## Your assignment
Copy each of the entries below faithfully, setting aside any pictures.

Segmentation mask data
──────
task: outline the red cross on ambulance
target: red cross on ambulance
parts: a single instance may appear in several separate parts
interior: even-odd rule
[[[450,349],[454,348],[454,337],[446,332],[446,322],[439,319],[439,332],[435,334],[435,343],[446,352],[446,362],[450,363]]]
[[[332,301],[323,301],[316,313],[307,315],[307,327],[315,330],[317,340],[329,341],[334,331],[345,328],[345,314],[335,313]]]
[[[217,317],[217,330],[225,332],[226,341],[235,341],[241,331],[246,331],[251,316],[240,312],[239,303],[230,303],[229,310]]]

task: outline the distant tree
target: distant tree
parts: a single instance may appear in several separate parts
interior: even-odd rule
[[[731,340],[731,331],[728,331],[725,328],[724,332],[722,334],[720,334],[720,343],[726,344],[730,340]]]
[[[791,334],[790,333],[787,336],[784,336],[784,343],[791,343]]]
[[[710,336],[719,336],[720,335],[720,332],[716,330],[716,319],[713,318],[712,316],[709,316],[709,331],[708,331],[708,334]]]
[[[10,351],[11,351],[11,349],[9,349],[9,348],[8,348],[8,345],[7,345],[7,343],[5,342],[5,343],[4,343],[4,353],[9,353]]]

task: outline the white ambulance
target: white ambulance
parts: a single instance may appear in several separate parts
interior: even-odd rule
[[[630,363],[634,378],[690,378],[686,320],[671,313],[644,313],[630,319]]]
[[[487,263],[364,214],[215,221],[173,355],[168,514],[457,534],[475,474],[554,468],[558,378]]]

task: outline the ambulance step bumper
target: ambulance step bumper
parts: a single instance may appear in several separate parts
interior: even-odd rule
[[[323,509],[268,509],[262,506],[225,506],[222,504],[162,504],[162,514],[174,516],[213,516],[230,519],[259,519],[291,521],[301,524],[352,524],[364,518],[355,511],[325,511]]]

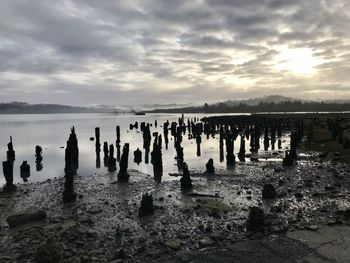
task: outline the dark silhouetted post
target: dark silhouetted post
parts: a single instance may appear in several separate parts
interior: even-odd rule
[[[10,136],[10,142],[7,144],[7,160],[14,162],[16,160],[16,152],[13,150],[12,136]]]
[[[215,167],[214,167],[214,160],[212,158],[210,158],[207,162],[207,164],[205,165],[206,167],[206,173],[208,174],[214,174],[215,173]]]
[[[163,176],[162,135],[154,134],[153,150],[151,153],[154,179],[160,183]]]
[[[220,152],[220,162],[223,162],[224,161],[224,129],[222,126],[220,126],[219,152]]]
[[[201,143],[202,143],[202,137],[200,135],[197,135],[196,137],[197,156],[201,156]]]
[[[114,145],[109,145],[109,156],[108,156],[108,172],[112,173],[117,170],[117,159],[114,158]]]
[[[95,128],[95,151],[96,154],[100,154],[101,152],[101,143],[100,143],[100,128]]]
[[[134,162],[139,165],[142,162],[142,152],[139,148],[134,151]]]
[[[226,136],[226,164],[227,166],[232,166],[236,162],[236,157],[233,153],[234,142],[233,142],[233,134],[229,133]]]
[[[13,162],[9,160],[2,162],[2,171],[6,180],[3,192],[16,191],[17,187],[13,184]]]
[[[108,166],[108,142],[104,142],[103,143],[103,163],[104,166],[107,167]]]
[[[190,172],[188,170],[187,163],[183,163],[183,173],[180,179],[180,183],[182,190],[189,190],[192,188],[192,180],[190,177]]]
[[[20,166],[20,176],[24,182],[27,182],[30,177],[30,166],[27,161],[23,161]]]
[[[123,147],[122,157],[119,163],[118,182],[128,182],[130,175],[128,174],[128,162],[129,162],[129,144],[125,143]]]
[[[39,172],[43,169],[43,164],[42,164],[42,152],[43,149],[41,148],[41,146],[37,145],[35,146],[35,165],[36,165],[36,171]]]
[[[142,195],[141,206],[139,208],[139,217],[153,215],[154,206],[153,206],[153,197],[152,195],[146,193]]]
[[[78,139],[75,134],[74,127],[71,129],[71,134],[67,141],[67,146],[65,150],[65,183],[63,191],[63,202],[73,202],[75,201],[77,194],[74,192],[74,176],[77,173],[79,166],[79,148]]]
[[[238,158],[241,162],[245,161],[245,139],[243,135],[241,135],[241,146],[239,148]]]

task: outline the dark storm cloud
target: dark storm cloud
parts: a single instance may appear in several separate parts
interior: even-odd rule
──────
## Answer
task: outline the red cross on ambulance
target: red cross on ambulance
parts: a single instance may appear in several separate parts
interior: even-odd rule
[[[450,349],[454,348],[454,337],[446,332],[446,322],[439,319],[439,332],[435,334],[435,343],[446,352],[446,362],[450,363]]]
[[[332,301],[323,301],[316,313],[307,315],[307,327],[315,330],[317,340],[329,341],[334,331],[345,328],[345,314],[335,313]]]
[[[217,317],[217,330],[225,332],[226,341],[235,341],[241,331],[246,331],[251,316],[240,312],[239,303],[230,303],[229,310]]]

task: outline the distant tree
target: distant tree
parts: a single instance may appear in several separate parts
interior: even-odd rule
[[[731,340],[731,331],[728,331],[725,328],[724,332],[722,334],[720,334],[720,343],[726,344],[730,340]]]
[[[791,334],[790,333],[787,336],[784,336],[784,343],[791,343]]]
[[[710,336],[719,336],[720,335],[720,332],[716,330],[716,319],[713,318],[712,316],[709,316],[709,331],[708,331],[708,334]]]
[[[10,351],[11,351],[11,349],[9,349],[9,348],[8,348],[8,345],[7,345],[7,343],[5,342],[5,343],[4,343],[4,353],[9,353]]]

task: outline the white ambulance
target: white ambulance
parts: a single instance may appear in several separate parts
interior: even-odd rule
[[[630,363],[634,378],[690,378],[686,320],[671,313],[644,313],[630,319]]]
[[[487,263],[364,214],[215,221],[173,355],[168,514],[457,534],[475,474],[554,468],[558,378]]]

task: outline the ambulance step bumper
target: ambulance step bumper
parts: a single instance may appear in several separate parts
interior: even-odd rule
[[[323,509],[268,509],[262,506],[225,506],[222,504],[162,504],[162,514],[174,516],[213,516],[230,519],[259,519],[291,521],[301,524],[352,524],[364,518],[355,511],[325,511]]]

task: outline the dark silhouetted post
target: dark silhouetted post
parts: a single instance may appear in several separate parts
interior: even-odd rule
[[[10,136],[10,142],[7,144],[7,160],[14,162],[16,160],[16,152],[13,150],[12,136]]]
[[[215,167],[214,167],[214,160],[212,158],[210,158],[207,162],[207,164],[205,165],[206,167],[206,173],[208,174],[214,174],[215,173]]]
[[[163,176],[162,135],[154,134],[153,150],[151,153],[154,179],[160,183]]]
[[[220,152],[220,162],[223,162],[224,161],[224,129],[222,126],[220,126],[219,152]]]
[[[201,143],[202,143],[202,137],[200,135],[197,135],[196,137],[197,156],[201,156]]]
[[[114,145],[109,145],[109,156],[108,156],[108,172],[112,173],[117,170],[117,159],[114,158]]]
[[[95,128],[95,151],[96,154],[100,154],[101,152],[101,143],[100,143],[100,128]]]
[[[134,162],[139,165],[142,162],[142,152],[139,148],[134,151]]]
[[[226,136],[226,164],[227,166],[232,166],[236,162],[236,157],[233,153],[234,142],[233,142],[233,134],[229,133]]]
[[[13,162],[9,160],[2,162],[2,171],[6,180],[3,192],[16,191],[17,187],[13,184]]]
[[[108,166],[108,142],[104,142],[103,143],[103,163],[104,166],[107,167]]]
[[[190,172],[188,170],[187,163],[183,163],[183,173],[180,179],[180,183],[182,190],[189,190],[192,188],[192,180],[190,177]]]
[[[20,166],[20,176],[24,182],[27,182],[30,177],[30,166],[27,161],[23,161]]]
[[[123,147],[122,157],[119,163],[118,182],[128,182],[130,175],[128,174],[128,162],[129,162],[129,144],[125,143]]]
[[[39,172],[43,169],[43,164],[42,164],[42,152],[43,149],[41,148],[41,146],[37,145],[35,146],[35,165],[36,165],[36,171]]]
[[[142,195],[141,206],[139,208],[139,217],[153,215],[154,206],[153,206],[153,197],[152,195],[146,193]]]
[[[78,139],[75,134],[74,127],[71,129],[71,134],[67,141],[67,146],[65,150],[65,183],[63,191],[63,202],[73,202],[75,201],[77,194],[74,192],[74,176],[77,173],[79,166],[79,148]]]
[[[238,158],[241,162],[245,161],[245,139],[243,135],[241,135],[241,146],[239,148]]]

task: outline the dark storm cloud
target: dark storm cloud
parts: a single instance may appear in several separate parts
interior: even-odd rule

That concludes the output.